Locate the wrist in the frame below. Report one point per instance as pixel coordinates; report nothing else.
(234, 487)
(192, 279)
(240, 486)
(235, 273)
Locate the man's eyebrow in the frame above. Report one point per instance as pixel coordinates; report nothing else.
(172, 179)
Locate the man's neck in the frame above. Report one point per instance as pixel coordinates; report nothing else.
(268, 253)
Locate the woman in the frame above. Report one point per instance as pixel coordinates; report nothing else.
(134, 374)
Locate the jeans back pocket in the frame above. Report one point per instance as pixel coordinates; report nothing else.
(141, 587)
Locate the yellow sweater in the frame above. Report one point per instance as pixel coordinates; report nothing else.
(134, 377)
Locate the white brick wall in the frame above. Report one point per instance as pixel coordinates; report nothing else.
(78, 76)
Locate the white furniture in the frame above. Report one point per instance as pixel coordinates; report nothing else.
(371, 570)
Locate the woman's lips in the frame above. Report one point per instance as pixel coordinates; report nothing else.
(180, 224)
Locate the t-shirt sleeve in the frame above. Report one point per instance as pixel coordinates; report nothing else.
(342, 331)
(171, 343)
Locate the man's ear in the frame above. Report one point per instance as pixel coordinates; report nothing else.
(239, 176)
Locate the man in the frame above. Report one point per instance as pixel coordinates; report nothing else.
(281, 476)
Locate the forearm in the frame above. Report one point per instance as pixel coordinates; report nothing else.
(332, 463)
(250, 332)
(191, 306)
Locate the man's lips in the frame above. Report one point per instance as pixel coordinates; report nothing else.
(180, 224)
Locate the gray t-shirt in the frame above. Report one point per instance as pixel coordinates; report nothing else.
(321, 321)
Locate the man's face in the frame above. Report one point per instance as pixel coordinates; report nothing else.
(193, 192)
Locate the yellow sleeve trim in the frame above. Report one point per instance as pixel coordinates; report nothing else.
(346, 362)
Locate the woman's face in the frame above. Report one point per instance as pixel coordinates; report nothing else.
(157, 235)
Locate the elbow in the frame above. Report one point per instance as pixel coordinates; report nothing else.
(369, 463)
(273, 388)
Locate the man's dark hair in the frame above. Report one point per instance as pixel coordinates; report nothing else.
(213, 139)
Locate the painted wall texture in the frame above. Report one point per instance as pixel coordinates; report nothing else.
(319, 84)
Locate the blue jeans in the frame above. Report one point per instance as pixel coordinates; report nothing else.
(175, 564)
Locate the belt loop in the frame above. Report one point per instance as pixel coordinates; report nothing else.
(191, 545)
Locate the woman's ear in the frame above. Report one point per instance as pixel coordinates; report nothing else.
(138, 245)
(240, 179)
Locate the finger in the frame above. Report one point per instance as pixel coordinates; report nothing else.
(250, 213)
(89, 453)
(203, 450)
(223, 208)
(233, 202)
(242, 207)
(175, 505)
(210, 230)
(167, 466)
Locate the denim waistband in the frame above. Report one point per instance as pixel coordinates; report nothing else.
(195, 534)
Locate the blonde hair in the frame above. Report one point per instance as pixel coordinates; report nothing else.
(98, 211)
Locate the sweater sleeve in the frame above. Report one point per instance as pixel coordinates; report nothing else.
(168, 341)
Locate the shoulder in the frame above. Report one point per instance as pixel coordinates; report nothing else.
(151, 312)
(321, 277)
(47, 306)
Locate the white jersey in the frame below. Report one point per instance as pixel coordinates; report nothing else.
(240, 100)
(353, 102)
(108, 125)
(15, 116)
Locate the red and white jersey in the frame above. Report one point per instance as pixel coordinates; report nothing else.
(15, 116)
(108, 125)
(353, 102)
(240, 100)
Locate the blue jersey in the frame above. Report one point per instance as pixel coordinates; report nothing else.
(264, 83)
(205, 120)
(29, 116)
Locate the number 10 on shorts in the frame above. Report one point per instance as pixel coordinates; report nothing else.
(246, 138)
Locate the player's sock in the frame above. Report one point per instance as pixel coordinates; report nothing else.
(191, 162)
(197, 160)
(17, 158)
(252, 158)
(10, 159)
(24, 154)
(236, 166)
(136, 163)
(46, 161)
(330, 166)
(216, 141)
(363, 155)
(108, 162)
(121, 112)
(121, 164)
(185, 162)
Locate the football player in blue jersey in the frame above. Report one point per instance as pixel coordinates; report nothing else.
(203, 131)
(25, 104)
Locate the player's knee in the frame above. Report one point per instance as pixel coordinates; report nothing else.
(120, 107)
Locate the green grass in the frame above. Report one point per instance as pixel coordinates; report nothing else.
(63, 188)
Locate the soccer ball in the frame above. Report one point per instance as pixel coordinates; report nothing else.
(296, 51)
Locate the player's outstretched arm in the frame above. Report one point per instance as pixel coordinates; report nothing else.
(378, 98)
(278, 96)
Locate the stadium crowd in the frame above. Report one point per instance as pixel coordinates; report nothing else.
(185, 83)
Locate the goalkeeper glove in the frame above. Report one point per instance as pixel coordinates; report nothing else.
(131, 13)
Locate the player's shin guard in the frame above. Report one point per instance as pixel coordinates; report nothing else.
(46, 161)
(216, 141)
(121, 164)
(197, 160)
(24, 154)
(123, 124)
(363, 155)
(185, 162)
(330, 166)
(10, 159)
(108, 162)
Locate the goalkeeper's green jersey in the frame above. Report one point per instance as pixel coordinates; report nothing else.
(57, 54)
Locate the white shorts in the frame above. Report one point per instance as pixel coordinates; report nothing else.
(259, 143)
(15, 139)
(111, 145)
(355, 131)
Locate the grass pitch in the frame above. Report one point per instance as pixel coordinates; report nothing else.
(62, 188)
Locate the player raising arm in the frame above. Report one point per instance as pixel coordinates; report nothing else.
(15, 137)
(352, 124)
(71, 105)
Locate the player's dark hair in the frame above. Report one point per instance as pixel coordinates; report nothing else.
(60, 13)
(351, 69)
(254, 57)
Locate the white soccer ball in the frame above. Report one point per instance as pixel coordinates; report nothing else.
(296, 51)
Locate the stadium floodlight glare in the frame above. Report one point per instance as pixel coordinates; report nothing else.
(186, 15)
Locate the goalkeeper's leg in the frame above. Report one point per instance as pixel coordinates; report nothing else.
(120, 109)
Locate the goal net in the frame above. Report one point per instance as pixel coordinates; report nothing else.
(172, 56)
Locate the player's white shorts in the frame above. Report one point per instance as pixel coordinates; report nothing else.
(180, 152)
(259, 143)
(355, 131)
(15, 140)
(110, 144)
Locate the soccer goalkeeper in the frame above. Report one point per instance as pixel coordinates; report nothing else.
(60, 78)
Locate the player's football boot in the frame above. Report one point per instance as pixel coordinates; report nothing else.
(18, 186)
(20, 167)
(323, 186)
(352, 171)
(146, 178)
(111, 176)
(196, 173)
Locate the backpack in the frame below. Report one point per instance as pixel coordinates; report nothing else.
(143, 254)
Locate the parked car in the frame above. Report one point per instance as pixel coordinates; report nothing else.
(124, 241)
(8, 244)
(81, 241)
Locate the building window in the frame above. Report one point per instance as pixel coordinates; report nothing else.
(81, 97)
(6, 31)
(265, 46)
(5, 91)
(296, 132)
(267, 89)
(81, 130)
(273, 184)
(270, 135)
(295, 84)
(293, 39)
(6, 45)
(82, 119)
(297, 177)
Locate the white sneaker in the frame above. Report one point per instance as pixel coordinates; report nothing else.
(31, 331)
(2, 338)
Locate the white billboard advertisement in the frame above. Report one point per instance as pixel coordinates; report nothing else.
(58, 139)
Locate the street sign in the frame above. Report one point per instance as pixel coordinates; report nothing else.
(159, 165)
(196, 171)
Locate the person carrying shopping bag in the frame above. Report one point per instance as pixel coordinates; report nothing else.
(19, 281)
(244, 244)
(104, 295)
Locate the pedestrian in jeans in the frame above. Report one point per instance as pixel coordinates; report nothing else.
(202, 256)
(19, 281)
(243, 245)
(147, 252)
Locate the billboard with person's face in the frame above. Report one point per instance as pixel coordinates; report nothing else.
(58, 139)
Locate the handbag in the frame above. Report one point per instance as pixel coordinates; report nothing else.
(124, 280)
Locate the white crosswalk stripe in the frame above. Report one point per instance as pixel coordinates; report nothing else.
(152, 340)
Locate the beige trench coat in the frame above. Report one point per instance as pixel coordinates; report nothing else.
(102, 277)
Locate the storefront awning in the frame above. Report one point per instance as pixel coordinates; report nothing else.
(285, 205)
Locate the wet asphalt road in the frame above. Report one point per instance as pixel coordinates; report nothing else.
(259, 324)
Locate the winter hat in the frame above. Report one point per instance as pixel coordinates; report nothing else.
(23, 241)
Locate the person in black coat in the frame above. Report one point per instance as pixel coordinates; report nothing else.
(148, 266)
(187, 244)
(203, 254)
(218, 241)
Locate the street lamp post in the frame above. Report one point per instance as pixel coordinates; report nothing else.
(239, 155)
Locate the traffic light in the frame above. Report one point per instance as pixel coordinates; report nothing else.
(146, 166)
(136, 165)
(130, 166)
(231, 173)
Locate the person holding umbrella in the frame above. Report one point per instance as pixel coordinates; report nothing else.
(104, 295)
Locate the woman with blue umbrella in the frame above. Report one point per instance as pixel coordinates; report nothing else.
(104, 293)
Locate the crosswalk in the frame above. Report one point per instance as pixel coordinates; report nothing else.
──────────
Through the last line of the entries above, beginning at the line containing "Locate the woman with", transcribe each line exactly, both ends included and nothing more.

— The answer —
Locate the woman with blue umbrella in the frame above. Report one point per instance as pixel coordinates; report nothing else.
(104, 293)
Locate the crosswalk in the frame above. Report one point per instance as pixel coordinates; report nothing else.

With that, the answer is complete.